■ Page text
We have used our collective expertise and have developed possible pathways to reform bands and sustain the HSC into the future. Such reforms would counter the detrimental consequences of current arrangements, mitigate emerging risks and ensure that the HSC remains a strong credential for the next generation of students in NSW. We need a fair go for all; it would be un-Australian to be otherwise.
Dr Simon Crook is director of CrookED Science, a STEM education consultancy, and Honorary Associate at the School of Physics, University of Sydney. He works with primary and high school teachers and students around many aspects of science and STEM education, and assists the Sydney University Physics Education Research (SUPER) group with their work, including liaising with NESA regarding science syllabuses. His PhD research evaluated the impact of technology on student attainment in the sciences. Previously, Simon was a high school physics teacher.
New South Wales, Day 1, Term 1. A whole staff meeting to begin the school year. At some point after the Principal’s address, the Leader of Learning (or similar) starts their Powerpoint to go through the previous year’s HSC results subject by subject, particularly the number of Band 6s. In non-selective high schools, invariably the English, Humanities, Visual Arts, Music, PDHPE and even Maths teachers are patting themselves on the back and being lauded by the school leadership. This is in complete contrast to the responses from and directed towards the science teachers. Equally, when principals have their HSC performance review meetings with their own superiors, quite often it’s a tricky conversation regarding the ‘performance’ of the sciences.
What is the obsession with Band 6s? Band 6s sound elite, the very best. But the facts are that a Band 4 or 5 in a difficult subject such as Physics or Chemistry may make as big – or even bigger – contribution to ATAR (Australian Tertiary Admission Rank) (more on that later) than a Band 6 in say, Music. Also, Band 6s are the only metric made publicly available and shared with the media.

■ Dataset extract
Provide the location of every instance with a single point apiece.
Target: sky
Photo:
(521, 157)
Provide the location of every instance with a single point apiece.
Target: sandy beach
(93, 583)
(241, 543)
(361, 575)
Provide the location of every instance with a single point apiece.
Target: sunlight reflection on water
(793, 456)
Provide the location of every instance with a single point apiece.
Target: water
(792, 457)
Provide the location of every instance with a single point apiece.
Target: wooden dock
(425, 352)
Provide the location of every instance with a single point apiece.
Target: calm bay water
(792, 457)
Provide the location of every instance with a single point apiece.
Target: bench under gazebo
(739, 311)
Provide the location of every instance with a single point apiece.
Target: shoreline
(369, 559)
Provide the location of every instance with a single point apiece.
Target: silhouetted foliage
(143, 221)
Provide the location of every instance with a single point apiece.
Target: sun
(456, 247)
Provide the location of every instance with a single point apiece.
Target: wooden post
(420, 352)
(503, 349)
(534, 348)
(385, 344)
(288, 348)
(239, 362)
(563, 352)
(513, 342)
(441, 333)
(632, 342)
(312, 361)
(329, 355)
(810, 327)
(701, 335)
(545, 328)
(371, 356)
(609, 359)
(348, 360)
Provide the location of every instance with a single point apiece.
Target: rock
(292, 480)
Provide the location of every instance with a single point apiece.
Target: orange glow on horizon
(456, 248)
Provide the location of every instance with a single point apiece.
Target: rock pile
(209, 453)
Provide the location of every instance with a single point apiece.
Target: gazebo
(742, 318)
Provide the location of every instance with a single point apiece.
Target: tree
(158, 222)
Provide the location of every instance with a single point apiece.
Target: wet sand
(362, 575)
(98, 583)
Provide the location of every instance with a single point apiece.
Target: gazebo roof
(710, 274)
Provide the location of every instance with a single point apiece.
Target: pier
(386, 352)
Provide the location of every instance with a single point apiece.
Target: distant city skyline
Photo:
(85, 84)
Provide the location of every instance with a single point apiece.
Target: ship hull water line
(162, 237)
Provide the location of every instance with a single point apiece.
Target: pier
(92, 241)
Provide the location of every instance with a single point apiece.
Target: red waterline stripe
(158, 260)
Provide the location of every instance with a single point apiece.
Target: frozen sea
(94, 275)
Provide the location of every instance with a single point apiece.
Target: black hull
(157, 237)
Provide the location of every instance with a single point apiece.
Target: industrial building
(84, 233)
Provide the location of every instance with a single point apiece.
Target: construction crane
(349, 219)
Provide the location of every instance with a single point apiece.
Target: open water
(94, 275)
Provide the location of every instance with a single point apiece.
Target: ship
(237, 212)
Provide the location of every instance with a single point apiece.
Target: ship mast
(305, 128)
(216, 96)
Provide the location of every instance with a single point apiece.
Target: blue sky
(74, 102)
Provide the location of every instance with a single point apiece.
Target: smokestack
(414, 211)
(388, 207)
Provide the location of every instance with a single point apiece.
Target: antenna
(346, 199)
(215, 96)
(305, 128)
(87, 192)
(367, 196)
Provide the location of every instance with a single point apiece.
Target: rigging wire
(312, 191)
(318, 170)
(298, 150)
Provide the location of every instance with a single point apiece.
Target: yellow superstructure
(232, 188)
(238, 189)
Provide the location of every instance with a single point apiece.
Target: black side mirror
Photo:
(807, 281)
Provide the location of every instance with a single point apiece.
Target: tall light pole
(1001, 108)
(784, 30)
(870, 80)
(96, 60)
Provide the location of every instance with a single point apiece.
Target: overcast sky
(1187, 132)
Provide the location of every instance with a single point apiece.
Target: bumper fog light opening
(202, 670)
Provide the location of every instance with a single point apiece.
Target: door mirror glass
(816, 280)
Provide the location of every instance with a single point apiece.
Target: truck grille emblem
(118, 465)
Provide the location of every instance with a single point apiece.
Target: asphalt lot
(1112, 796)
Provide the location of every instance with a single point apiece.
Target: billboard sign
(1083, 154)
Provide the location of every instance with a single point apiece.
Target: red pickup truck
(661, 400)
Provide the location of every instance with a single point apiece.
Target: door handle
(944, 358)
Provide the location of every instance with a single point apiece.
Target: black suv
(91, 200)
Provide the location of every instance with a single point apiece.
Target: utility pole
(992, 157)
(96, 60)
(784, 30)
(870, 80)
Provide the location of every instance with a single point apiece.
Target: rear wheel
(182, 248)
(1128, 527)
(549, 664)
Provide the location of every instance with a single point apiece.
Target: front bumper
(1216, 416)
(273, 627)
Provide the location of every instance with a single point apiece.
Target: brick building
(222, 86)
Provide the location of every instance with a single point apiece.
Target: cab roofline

■ Instruction A
In the page text, what is the only measure that is made public and shared with the media?
■ Instruction B
Rewrite the page text from "We have used" to "to be otherwise.", putting "coming generation" where "next generation" stands.

■ Complete response A
Band 6s.

■ Complete response B
We have used our collective expertise and have developed possible pathways to reform bands and sustain the HSC into the future. Such reforms would counter the detrimental consequences of current arrangements, mitigate emerging risks and ensure that the HSC remains a strong credential for the coming generation of students in NSW. We need a fair go for all; it would be un-Australian to be otherwise.